WHAT IS REQUIRED: Pick out and copy every line in the entries below that contains the word "tree". Treat the match as case-sensitive.
[START GIVEN DATA]
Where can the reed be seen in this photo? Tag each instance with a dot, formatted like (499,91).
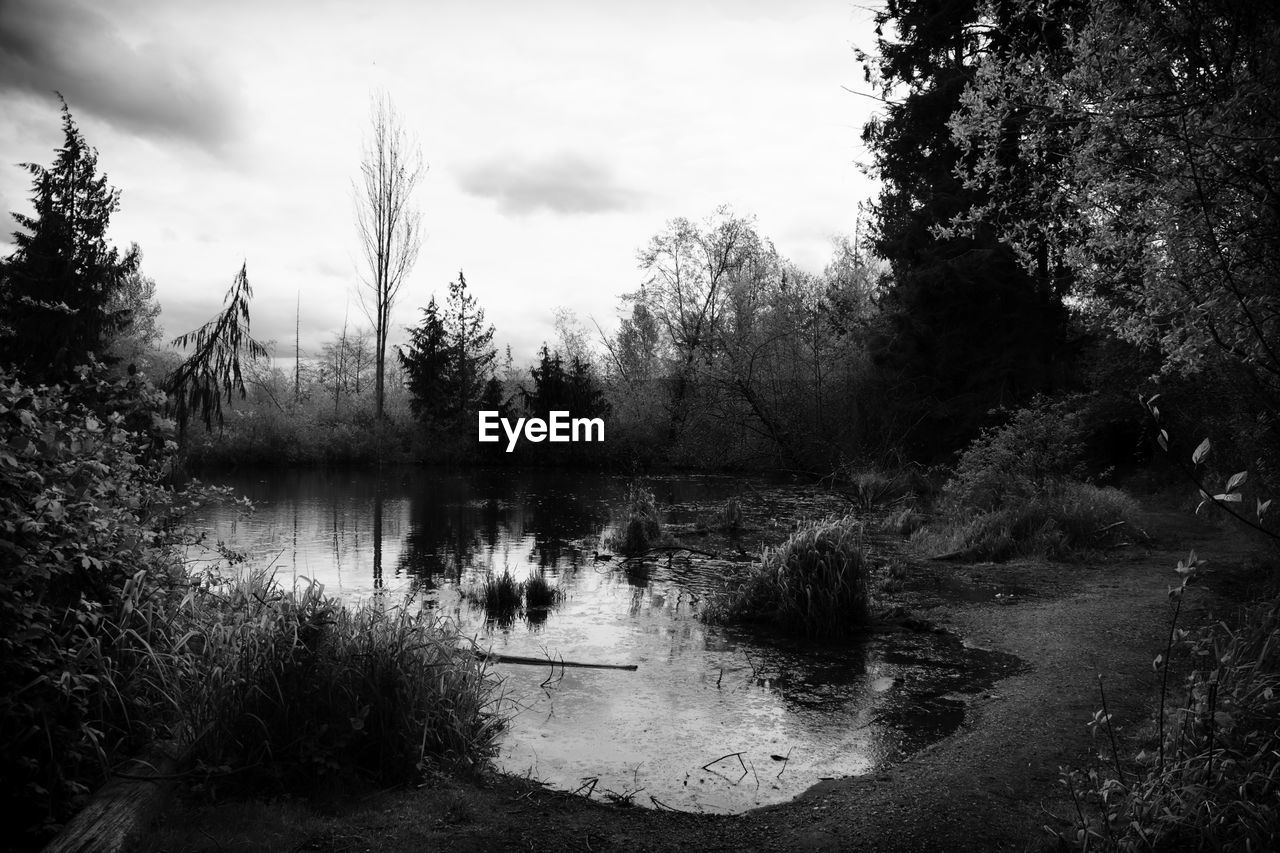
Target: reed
(539,593)
(291,687)
(812,584)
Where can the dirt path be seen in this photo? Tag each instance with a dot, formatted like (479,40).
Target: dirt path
(990,787)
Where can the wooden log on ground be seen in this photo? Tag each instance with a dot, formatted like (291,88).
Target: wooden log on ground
(120,811)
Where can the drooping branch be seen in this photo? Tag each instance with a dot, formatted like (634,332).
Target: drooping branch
(213,372)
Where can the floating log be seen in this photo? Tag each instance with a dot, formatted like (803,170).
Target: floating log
(547,661)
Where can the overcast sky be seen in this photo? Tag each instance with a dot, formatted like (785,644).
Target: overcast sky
(560,137)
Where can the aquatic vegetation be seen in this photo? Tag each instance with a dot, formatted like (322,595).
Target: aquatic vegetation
(813,584)
(539,593)
(731,515)
(1066,518)
(501,596)
(288,688)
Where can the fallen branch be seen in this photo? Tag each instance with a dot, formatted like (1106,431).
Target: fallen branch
(543,661)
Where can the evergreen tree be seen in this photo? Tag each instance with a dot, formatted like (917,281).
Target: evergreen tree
(964,325)
(470,341)
(56,288)
(426,364)
(556,388)
(449,360)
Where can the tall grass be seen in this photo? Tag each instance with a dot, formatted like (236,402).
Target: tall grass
(288,688)
(539,593)
(640,525)
(1063,519)
(812,584)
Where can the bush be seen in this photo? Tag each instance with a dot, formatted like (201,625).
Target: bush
(813,584)
(1014,493)
(1215,788)
(291,689)
(105,644)
(1061,519)
(86,578)
(1038,445)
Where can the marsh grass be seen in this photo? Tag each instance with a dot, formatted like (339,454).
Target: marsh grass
(288,688)
(501,596)
(812,584)
(539,593)
(869,489)
(640,525)
(1065,518)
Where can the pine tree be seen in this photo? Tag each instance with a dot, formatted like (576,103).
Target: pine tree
(56,288)
(964,325)
(426,364)
(471,345)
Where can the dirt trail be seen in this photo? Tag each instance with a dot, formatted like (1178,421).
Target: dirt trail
(990,787)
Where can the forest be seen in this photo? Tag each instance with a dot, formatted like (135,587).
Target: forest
(1069,281)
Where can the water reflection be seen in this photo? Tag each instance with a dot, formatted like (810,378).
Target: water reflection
(698,692)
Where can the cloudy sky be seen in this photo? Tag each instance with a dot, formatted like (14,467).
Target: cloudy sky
(560,137)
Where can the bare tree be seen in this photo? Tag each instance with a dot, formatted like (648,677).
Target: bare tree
(391,168)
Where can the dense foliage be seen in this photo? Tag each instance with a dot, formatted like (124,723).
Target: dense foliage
(56,290)
(85,565)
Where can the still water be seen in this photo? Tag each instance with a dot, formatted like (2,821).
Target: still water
(712,719)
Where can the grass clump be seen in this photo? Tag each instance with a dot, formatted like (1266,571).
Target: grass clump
(501,597)
(539,592)
(812,584)
(640,525)
(1064,519)
(292,690)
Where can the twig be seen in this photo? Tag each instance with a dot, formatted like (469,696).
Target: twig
(540,661)
(732,755)
(1111,731)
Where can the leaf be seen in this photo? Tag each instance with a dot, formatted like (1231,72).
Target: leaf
(1201,452)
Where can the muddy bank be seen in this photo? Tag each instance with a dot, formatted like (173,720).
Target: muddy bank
(990,785)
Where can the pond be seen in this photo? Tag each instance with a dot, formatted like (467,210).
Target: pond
(711,719)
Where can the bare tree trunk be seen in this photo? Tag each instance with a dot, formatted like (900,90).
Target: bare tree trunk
(388,222)
(297,349)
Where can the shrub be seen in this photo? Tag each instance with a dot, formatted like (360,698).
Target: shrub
(86,578)
(291,688)
(1063,519)
(813,584)
(1038,445)
(1211,785)
(872,488)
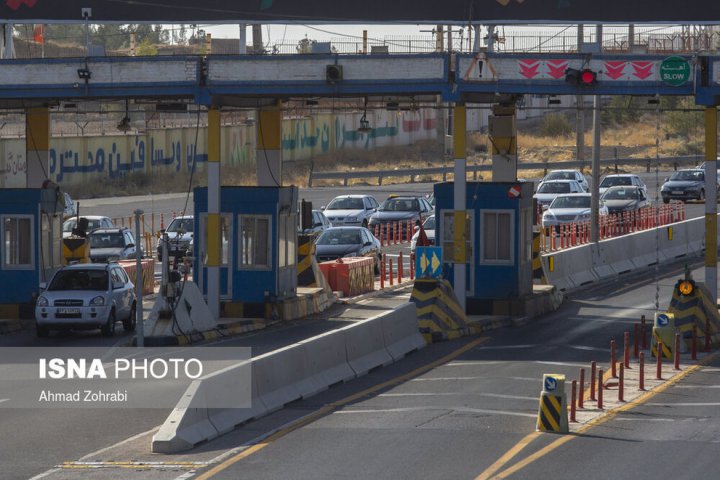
[END GIVEN DATA]
OUTPUT FOR THIS TASK:
Where can the evergreen tree be seen in this photo? Tag each instance with a dot, formatted like (917,281).
Target: evergreen tree
Where can the pine tree be seen in this photo? Tag each instance with a dot, formatted like (576,103).
Target: pine tree
Where can the bare tree be seen in this photo? Tag each instance with a dot, formatted like (648,677).
Target: bare tree
Where can the bare tree trunk be seen in this photo? Tag each instance with a dot, formatted like (900,90).
Target: bare tree trunk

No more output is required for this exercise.